__WHAT TO PRODUCE__:
Output every line of the data exactly as it appears.

__GIVEN INFORMATION__:
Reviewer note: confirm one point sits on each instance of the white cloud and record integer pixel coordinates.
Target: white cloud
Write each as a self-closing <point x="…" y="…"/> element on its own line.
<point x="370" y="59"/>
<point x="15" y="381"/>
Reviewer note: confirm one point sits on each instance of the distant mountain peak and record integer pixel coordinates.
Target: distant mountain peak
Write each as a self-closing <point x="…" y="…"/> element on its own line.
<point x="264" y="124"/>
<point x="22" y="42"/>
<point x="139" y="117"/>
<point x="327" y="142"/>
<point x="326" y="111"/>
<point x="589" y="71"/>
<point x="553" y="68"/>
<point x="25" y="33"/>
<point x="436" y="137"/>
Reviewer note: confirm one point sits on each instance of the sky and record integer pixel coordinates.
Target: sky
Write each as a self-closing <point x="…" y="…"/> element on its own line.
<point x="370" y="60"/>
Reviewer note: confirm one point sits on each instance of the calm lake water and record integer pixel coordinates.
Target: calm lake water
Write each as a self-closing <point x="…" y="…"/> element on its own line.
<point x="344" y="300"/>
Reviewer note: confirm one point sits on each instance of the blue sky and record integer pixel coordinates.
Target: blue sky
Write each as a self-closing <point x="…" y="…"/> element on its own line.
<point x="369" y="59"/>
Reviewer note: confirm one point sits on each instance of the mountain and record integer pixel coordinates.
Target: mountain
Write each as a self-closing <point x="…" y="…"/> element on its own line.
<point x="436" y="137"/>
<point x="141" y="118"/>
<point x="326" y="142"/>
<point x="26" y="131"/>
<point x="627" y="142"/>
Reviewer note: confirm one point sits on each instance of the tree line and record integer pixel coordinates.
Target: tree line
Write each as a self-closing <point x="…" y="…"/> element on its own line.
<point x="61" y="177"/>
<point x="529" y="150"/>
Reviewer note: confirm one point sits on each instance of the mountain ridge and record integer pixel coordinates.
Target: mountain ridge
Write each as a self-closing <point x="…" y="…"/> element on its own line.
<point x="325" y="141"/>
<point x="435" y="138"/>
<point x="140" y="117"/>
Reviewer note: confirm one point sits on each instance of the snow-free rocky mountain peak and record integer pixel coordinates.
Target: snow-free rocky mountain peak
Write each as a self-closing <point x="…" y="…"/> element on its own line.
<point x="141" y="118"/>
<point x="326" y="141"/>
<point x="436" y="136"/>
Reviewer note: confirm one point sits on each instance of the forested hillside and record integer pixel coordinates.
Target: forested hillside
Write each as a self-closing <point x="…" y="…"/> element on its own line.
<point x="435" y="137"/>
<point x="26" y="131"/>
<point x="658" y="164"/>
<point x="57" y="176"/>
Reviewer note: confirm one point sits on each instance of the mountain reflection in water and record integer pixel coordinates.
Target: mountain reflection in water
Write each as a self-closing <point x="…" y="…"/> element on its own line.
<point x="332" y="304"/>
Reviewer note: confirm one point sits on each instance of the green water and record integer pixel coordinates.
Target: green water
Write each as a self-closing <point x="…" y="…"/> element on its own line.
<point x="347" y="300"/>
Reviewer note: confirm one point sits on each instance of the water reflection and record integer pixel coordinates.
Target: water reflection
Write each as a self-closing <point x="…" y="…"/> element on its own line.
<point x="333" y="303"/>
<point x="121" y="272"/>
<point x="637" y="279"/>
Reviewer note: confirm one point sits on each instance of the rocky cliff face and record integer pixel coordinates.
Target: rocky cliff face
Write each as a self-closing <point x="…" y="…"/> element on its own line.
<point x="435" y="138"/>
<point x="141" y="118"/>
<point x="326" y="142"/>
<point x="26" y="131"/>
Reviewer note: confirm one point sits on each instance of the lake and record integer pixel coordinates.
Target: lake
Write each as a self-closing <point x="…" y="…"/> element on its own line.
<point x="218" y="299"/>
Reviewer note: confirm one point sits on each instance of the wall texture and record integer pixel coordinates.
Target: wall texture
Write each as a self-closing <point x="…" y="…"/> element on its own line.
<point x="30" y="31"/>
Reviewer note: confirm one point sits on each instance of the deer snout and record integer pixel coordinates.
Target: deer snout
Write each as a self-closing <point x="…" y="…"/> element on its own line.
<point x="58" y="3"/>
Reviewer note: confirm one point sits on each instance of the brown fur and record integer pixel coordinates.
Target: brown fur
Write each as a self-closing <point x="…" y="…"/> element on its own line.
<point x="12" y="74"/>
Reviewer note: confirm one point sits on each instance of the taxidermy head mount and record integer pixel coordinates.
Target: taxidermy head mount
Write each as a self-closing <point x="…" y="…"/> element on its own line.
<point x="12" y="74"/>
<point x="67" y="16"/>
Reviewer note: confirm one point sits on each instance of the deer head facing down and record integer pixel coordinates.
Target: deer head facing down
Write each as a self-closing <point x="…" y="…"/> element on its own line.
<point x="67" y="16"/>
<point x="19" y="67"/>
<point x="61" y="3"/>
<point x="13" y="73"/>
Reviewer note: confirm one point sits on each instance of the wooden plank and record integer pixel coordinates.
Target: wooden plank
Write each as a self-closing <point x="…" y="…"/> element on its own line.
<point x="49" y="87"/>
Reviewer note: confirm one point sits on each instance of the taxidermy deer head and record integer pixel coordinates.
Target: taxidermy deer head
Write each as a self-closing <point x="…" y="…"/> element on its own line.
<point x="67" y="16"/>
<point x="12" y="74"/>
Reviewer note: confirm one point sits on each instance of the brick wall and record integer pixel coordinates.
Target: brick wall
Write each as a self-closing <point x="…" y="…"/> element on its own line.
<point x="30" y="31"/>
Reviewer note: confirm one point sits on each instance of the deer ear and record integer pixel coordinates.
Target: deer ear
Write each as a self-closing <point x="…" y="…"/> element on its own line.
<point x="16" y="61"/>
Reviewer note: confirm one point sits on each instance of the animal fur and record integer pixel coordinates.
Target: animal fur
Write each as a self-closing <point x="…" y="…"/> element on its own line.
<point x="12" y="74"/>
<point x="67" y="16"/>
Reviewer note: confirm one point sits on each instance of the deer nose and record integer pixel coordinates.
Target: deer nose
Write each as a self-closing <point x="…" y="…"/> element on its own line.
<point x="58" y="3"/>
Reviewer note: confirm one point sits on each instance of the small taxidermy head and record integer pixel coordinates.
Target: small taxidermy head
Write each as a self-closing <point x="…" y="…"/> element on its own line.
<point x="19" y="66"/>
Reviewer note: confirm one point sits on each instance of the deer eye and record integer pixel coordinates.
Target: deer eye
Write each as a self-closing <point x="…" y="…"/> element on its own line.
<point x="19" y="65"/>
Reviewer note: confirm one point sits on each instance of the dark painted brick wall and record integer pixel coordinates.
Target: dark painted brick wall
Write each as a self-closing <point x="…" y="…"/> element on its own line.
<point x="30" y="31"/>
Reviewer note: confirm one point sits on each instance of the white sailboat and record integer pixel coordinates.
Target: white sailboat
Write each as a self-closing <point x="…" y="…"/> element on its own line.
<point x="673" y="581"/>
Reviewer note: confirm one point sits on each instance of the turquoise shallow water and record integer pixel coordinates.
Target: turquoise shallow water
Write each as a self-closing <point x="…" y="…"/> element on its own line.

__ANSWER__:
Reviewer note: confirm one point sits on each instance of the white cloud and record integer pixel coordinates.
Target: white cloud
Write each as a self-closing <point x="…" y="…"/> element on its own line.
<point x="370" y="59"/>
<point x="15" y="381"/>
Reviewer note: confirm one point sits on each instance of the distant mountain peak and record integer pixel coordinates.
Target: distant mountain peak
Write each as a self-closing <point x="…" y="…"/> element on its own line.
<point x="264" y="124"/>
<point x="22" y="42"/>
<point x="139" y="117"/>
<point x="327" y="142"/>
<point x="326" y="111"/>
<point x="589" y="71"/>
<point x="553" y="68"/>
<point x="25" y="33"/>
<point x="436" y="137"/>
Reviewer note: confirm one point sits on each instance of the sky and record integer pixel coordinates.
Target: sky
Write each as a self-closing <point x="…" y="…"/> element on its own line.
<point x="370" y="60"/>
Reviewer note: confirm one point sits on each instance of the calm lake water and record integer pixel coordinates.
Target: calm lake water
Write each as a self-closing <point x="…" y="…"/> element on its own line.
<point x="344" y="300"/>
Reviewer note: confirm one point sits on each instance of the blue sky and record integer pixel coordinates.
Target: blue sky
Write each as a self-closing <point x="…" y="…"/> element on its own line.
<point x="369" y="59"/>
Reviewer note: confirm one point sits on each instance of the mountain and record integer pixel coordinates.
Target: mountain
Write each as a self-closing <point x="…" y="…"/> element on its own line.
<point x="436" y="137"/>
<point x="141" y="118"/>
<point x="326" y="142"/>
<point x="26" y="131"/>
<point x="627" y="142"/>
Reviewer note: confirm one point sits on each instance of the tree line and record integer pixel coordinates.
Target: tree line
Write each as a self-closing <point x="…" y="…"/> element on its own line.
<point x="61" y="177"/>
<point x="529" y="150"/>
Reviewer note: confirm one point sits on each instance of the mountain ridge and record integer pixel coordinates.
Target: mountain ridge
Write each as a self-closing <point x="…" y="…"/> element on its own line.
<point x="325" y="141"/>
<point x="435" y="138"/>
<point x="140" y="117"/>
Reviewer note: confirm one point sits on each instance of the snow-free rocky mountain peak and record integer pixel coordinates.
Target: snow-free rocky mountain peak
Write each as a self-closing <point x="…" y="…"/> element on its own line.
<point x="141" y="118"/>
<point x="326" y="141"/>
<point x="436" y="136"/>
Reviewer note: confirm one point sits on each instance of the forested hillside and record integer pixel coordinates.
Target: forested hillside
Write each as a self-closing <point x="…" y="…"/> element on its own line.
<point x="435" y="137"/>
<point x="26" y="131"/>
<point x="658" y="164"/>
<point x="57" y="176"/>
Reviewer note: confirm one point sits on each instance of the mountain reflection in water and record integer pixel coordinates.
Target: mountain reflection in water
Write each as a self-closing <point x="…" y="…"/> element on its own line.
<point x="332" y="304"/>
Reviewer note: confirm one point sits on each instance of the green water and record integer pixel coordinates.
Target: green water
Write each as a self-closing <point x="…" y="…"/> element on its own line.
<point x="347" y="300"/>
Reviewer note: confirm one point sits on each instance of the water reflection and record integer pixel coordinates.
Target: water reflection
Write each as a self-closing <point x="…" y="…"/> element on its own line.
<point x="333" y="303"/>
<point x="121" y="272"/>
<point x="637" y="279"/>
Reviewer note: confirm one point sits on each instance of the rocky cliff face and record integer pixel coordinates.
Target: rocky cliff face
Write each as a self-closing <point x="…" y="…"/> element on its own line.
<point x="435" y="138"/>
<point x="141" y="118"/>
<point x="326" y="142"/>
<point x="26" y="131"/>
Reviewer note: confirm one point sits on each instance of the lake and record integer pixel coordinates.
Target: lake
Write each as a self-closing <point x="…" y="…"/> element on its own line.
<point x="218" y="299"/>
Reviewer note: confirm one point sits on each instance of the wall texture and record integer pixel coordinates.
Target: wall texture
Write each as a self-closing <point x="…" y="…"/> element on its own line.
<point x="30" y="31"/>
Reviewer note: confirm one point sits on each instance of the deer snout and record integer pixel coordinates.
Target: deer snout
Write each as a self-closing <point x="…" y="…"/> element on its own line.
<point x="58" y="3"/>
Reviewer note: confirm one point sits on each instance of the brown fur and record integer pixel coordinates.
Target: brown fur
Write each as a self-closing <point x="…" y="…"/> element on its own line.
<point x="12" y="74"/>
Reviewer note: confirm one point sits on each instance of the taxidermy head mount and record integer pixel coordinates.
Target: taxidermy head mount
Write each as a self-closing <point x="…" y="…"/> element on its own line.
<point x="12" y="74"/>
<point x="67" y="16"/>
Reviewer note: confirm one point sits on each instance of the deer head facing down and record integer pixel coordinates.
Target: deer head facing down
Write each as a self-closing <point x="…" y="…"/> element on its own line.
<point x="67" y="16"/>
<point x="19" y="67"/>
<point x="61" y="3"/>
<point x="13" y="73"/>
Reviewer note: confirm one point sits on each instance of the wooden plank and record integer pixel coordinates.
Target: wooden plank
Write each as a self-closing <point x="…" y="…"/> element on its own line.
<point x="49" y="87"/>
Reviewer note: confirm one point sits on each instance of the taxidermy deer head and record integer pixel coordinates.
Target: taxidermy deer head
Write each as a self-closing <point x="…" y="…"/> element on its own line.
<point x="67" y="16"/>
<point x="12" y="74"/>
Reviewer note: confirm one point sits on each instance of the brick wall and record integer pixel coordinates.
Target: brick wall
Write each as a self-closing <point x="…" y="…"/> element on its own line.
<point x="30" y="31"/>
Reviewer note: confirm one point sits on each instance of the deer ear and record integer pixel coordinates.
Target: deer ear
Write each as a self-closing <point x="…" y="…"/> element on its own line.
<point x="16" y="61"/>
Reviewer note: confirm one point sits on each instance of the animal fur and record integer pixel coordinates.
Target: animal fur
Write each as a self-closing <point x="…" y="…"/> element on its own line.
<point x="12" y="74"/>
<point x="67" y="16"/>
Reviewer note: confirm one point sits on each instance of the deer nose and record integer pixel coordinates.
Target: deer nose
Write each as a self-closing <point x="…" y="…"/> element on its own line.
<point x="58" y="3"/>
Reviewer note: confirm one point sits on each instance of the small taxidermy head and record integer pixel coordinates.
Target: small taxidermy head
Write each as a self-closing <point x="…" y="…"/> element on its own line.
<point x="19" y="66"/>
Reviewer note: confirm one point sits on each instance of the deer eye and record integer pixel coordinates.
Target: deer eye
Write each as a self-closing <point x="…" y="…"/> element on its own line.
<point x="19" y="65"/>
Reviewer note: confirm one point sits on each instance of the dark painted brick wall and record integer pixel coordinates.
Target: dark painted brick wall
Write each as a self-closing <point x="…" y="…"/> element on its own line.
<point x="30" y="31"/>
Reviewer note: confirm one point sits on each instance of the white sailboat and record integer pixel coordinates.
Target: white sailboat
Write each as a self-closing <point x="…" y="…"/> element on its own line.
<point x="673" y="581"/>
Reviewer note: confirm one point sits on each instance of the turquoise shallow water and record integer pixel coordinates.
Target: turquoise shallow water
Write each as a self-closing <point x="…" y="…"/> element on its own line.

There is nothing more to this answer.